### Actions to take
- a) In the essay on remembering, which video game did the writer and the brother re-enact in Idaho in the early 90s?
- b) Continue the essay on remembering from its last sentence.

### Page extract
[Start of section]
When Remembering is an Object

This past Saturday marked the four-year anniversary of my brother’s sudden death. I dedicated the morning to remembrance, honoring my brother the best way I knew how: reading Raymond Carver’s “Where I’m Calling From” and listening to “Idaho” by Down Like Silver. I spent the evening with my sister, and in between watching 90s feel good movies, we shared our favorite memories of my brother: mine was from way back in Idaho in the early 90s when we used to re-enact the Legend of Zelda video game. He was Link and I was his fairy sidekick.

Grief makes time fold in on itself: sometimes four years is a second and other times it is a decade. As the years pass, I feel the sharp pain of loss smooth into something duller. It’s still there always, lingering at the corner of my eyes or deep down in my stomach, but it, like everything else, has softened with time. The act of remembering remains very important to me, but whereas my parents remember through visiting his grave, I find the tangible objects that serve as memory talismans tend to be forms of art: the tattoo I have that pays tribute to him, movies, music, and especially books.

Last year on the anniversary, I hosted a reading for Michelle Tea when she visited Seattle to launch Black Wave. Her memoir-novel hybrid follows fictional Michelle, who, desperate to quell her addiction to drugs, a disastrous romance, and a San Francisco in the throes of the first tech bubble, heads to LA as a global apocalypse approaches. There she begins an exploration of how to make queer love and art without succumbing to her self-destructive vices.
[End of section]
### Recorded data
[Start of section]
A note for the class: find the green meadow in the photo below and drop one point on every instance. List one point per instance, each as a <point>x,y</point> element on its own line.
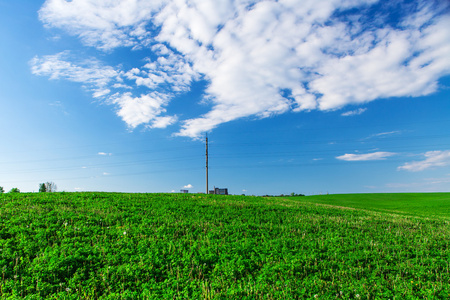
<point>431,205</point>
<point>192,246</point>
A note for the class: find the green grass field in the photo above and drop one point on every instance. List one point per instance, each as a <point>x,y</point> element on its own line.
<point>189,246</point>
<point>431,205</point>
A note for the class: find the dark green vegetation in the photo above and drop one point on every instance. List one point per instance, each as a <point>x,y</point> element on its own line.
<point>432,205</point>
<point>186,246</point>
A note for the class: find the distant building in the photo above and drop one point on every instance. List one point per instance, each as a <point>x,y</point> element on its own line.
<point>219,191</point>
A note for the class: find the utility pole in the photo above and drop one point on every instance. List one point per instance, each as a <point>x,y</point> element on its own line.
<point>207,189</point>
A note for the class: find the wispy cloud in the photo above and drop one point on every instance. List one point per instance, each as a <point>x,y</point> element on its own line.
<point>355,112</point>
<point>365,157</point>
<point>259,58</point>
<point>104,154</point>
<point>433,159</point>
<point>383,134</point>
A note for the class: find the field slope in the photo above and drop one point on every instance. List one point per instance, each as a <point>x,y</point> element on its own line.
<point>186,246</point>
<point>432,205</point>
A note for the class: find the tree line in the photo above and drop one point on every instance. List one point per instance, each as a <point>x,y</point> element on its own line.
<point>47,187</point>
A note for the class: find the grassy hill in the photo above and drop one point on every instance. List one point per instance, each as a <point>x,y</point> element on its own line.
<point>432,205</point>
<point>188,246</point>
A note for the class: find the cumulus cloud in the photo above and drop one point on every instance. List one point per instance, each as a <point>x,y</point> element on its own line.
<point>365,157</point>
<point>259,58</point>
<point>432,159</point>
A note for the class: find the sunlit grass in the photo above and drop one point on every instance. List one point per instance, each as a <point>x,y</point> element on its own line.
<point>165,246</point>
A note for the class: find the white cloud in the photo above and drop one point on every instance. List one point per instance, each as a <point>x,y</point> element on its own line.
<point>355,112</point>
<point>260,58</point>
<point>383,134</point>
<point>365,157</point>
<point>105,24</point>
<point>104,154</point>
<point>138,110</point>
<point>163,122</point>
<point>432,159</point>
<point>90,72</point>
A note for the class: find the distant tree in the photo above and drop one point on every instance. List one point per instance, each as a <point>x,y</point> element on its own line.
<point>50,187</point>
<point>42,188</point>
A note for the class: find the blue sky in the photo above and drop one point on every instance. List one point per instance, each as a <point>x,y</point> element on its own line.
<point>310,97</point>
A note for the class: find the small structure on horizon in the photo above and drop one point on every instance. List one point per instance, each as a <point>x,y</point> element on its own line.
<point>219,191</point>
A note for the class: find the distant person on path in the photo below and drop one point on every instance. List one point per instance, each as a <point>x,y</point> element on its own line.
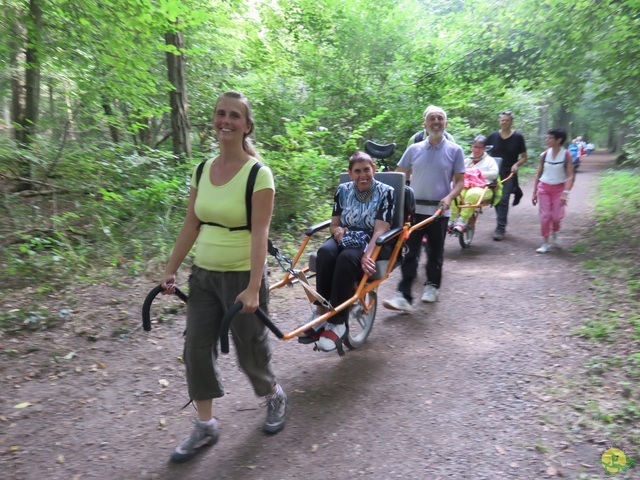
<point>229,267</point>
<point>509,145</point>
<point>479,160</point>
<point>433,167</point>
<point>551,187</point>
<point>362,211</point>
<point>574,150</point>
<point>590,148</point>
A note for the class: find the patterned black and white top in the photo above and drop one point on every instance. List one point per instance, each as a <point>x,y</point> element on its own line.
<point>362,216</point>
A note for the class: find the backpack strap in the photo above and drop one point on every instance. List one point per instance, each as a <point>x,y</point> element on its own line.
<point>251,182</point>
<point>199,172</point>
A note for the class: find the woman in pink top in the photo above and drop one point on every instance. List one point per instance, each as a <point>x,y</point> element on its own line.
<point>551,187</point>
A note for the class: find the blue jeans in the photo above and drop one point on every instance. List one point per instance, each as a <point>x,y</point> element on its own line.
<point>436,233</point>
<point>502,209</point>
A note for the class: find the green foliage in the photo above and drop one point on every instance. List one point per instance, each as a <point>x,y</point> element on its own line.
<point>19,320</point>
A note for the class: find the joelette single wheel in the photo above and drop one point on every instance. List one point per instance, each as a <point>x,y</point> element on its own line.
<point>466,237</point>
<point>360,323</point>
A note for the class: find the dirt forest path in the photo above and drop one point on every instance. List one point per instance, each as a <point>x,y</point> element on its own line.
<point>455,390</point>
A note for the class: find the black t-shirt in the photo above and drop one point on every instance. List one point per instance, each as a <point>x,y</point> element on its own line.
<point>509,149</point>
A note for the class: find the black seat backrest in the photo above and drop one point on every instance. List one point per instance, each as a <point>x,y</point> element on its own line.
<point>395,180</point>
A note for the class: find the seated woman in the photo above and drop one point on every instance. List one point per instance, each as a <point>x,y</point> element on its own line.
<point>487,166</point>
<point>362,211</point>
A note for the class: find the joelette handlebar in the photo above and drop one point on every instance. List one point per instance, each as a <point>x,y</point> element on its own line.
<point>146,306</point>
<point>226,320</point>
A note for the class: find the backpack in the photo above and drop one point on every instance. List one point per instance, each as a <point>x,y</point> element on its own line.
<point>251,181</point>
<point>567,158</point>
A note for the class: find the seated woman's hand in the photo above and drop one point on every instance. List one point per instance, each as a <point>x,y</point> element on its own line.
<point>368,265</point>
<point>339,233</point>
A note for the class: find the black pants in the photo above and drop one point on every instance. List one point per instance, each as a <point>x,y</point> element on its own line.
<point>436,233</point>
<point>502,208</point>
<point>338,271</point>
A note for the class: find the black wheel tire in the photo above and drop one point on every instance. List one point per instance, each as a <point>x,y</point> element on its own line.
<point>359,324</point>
<point>466,237</point>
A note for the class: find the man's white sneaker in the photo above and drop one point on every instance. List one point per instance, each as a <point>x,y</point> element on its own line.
<point>430,294</point>
<point>398,303</point>
<point>331,336</point>
<point>204,434</point>
<point>544,248</point>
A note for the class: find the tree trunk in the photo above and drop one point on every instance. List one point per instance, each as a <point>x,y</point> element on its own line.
<point>108,111</point>
<point>178,97</point>
<point>32,74</point>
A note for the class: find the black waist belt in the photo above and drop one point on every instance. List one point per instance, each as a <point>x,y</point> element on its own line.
<point>231,229</point>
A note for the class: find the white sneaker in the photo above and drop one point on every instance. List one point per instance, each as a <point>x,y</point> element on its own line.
<point>544,248</point>
<point>329,338</point>
<point>398,303</point>
<point>430,294</point>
[End of section]
### Exercise answers
- a) The Legend of Zelda.

- b)
I was honored to work with Michelle on this book back when I was publicist at Feminist Press and especially to introduce it on such a meaningful day in my personal history. The book and Michelle’s work and life have been an inspiration to me. For a long time, my brother was the only example of a person close to my life who was an addict. And I lost him. Reading Michelle’s work showed me that people can and do make it out the other side—it’s ugly and hard and apocalyptic, but it happens.

Reading her work serves as therapy, as remembering, and as way of looking forward. Losing someone doesn’t mean you must remain forever in the past. Art is an important way to take them with you into the future.